Things to do:
[1] Decide whether each statement agrees with the writer's journey text: (a) The writing course at the community center lasted ten weeks. (b) The author won first prize in the Novel Category. (c) The agent offers the author the contract. For each, answer yes or no and quote the deciding words of the text.
[2] List every row that contains the word "tire", matching case exactly.

══ Selected text ══

This is what happened to me, over ten years ago, and the choices I’ve made.

I had a dream—a dream of connecting with readers the way Maxine Hong Kingston touched me with her memoir The Woman Warrior.  My writer’s journey started with learning the components of a story in a ten-week course Writing Children’s Literature at the community center and forming a critique group with three classmates after the course ended.

Fast forward.  After seven years of writing and rewriting, showing up at critique meetings twice a month,  I received a gift from a friend—a brochure for the Jack London Writers’ Conference with an entry form for their writing contest.   Two months later, at the conference, I met members from California Writers’ Club and I received “Second Prize” in the Novel Category in the writing contest. I thought that by being a winner in a contest, surely I would attract mentors and be “discovered” by an agent the following week.  (Are you laughing?)

Fast forward.  After sending query letters and the first two chapters of my novel to dozens of agents over a year, and, receiving “rejection letters” and getting very depressed, I took a friend’s advice and registered for a workshop “How to Get Published.” Also, I got together with two other contest-winners (Luisa Adams and Martha Alderson) and we pledged to help each other on our writers’ journeys.

I took a six-week leave of absence from my job to perform the last big rewrite of my manuscript.  (Note: Surround yourself with people who really support your dreams. My husband and my friends were cheering for me.)

Fast forward.  My first novel Love Made of Heart (a mother-daughter love story) is used in college composition classes; available at public libraries; recommended by the CA School Library Association and the CA Reading Association; and archived at the San Francisco History Center.   October 2012 marks the tenth anniversary of Love Made of Heart.  The book is still in print, and, I continue to meet new fans.

For the past nine years, through my coaching  and my workbook Build Your Writer’s Platform & Fanbase In 22 Days, I have been helping writers reach out, not stress out, to attract agents, editors, publishers, readers, and media attention.

2. What is your opinion on self-publishing vs. traditional publishing and represented by an agent?

The advantage of identifying the right agent who will pitch your intellectual property to the right publishers— agents have their specialties and their relationships with acquisition editors at publishing houses; established publishers have relationships with book distributors.

Note: An agent gets 15% of what the author receives from the publisher (similar to a finder’s fee). Agents are not publicists, marketing managers or promoters.  The publisher, not the agent, offers you the contract (to buy the rights to publish your book).

═══
══ Records shown ══

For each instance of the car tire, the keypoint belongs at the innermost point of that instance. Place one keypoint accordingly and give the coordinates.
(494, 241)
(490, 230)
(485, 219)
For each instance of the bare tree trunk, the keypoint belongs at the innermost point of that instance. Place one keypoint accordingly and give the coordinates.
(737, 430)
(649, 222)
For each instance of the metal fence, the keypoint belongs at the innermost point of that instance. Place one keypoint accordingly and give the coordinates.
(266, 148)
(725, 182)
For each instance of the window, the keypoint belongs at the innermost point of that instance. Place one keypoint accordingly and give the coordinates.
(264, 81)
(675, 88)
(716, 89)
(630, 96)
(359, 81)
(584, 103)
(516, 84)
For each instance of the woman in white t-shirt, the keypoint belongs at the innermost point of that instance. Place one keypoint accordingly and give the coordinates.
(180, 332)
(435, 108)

═══
══ Records shown ══

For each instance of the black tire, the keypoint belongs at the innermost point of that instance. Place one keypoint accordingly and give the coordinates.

═══
══ Records shown ══

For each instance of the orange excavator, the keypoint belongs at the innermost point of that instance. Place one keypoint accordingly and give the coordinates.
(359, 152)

═══

Complete answers:
[1]
(a) Yes: "a ten-week course Writing Children’s Literature at the community center"
(b) No: "I received “Second Prize” in the Novel Category in the writing contest"
(c) No: "The publisher, not the agent, offers you the contract"

[2]
For each instance of the car tire, the keypoint belongs at the innermost point of that instance. Place one keypoint accordingly and give the coordinates.
For each instance of the black tire, the keypoint belongs at the innermost point of that instance. Place one keypoint accordingly and give the coordinates.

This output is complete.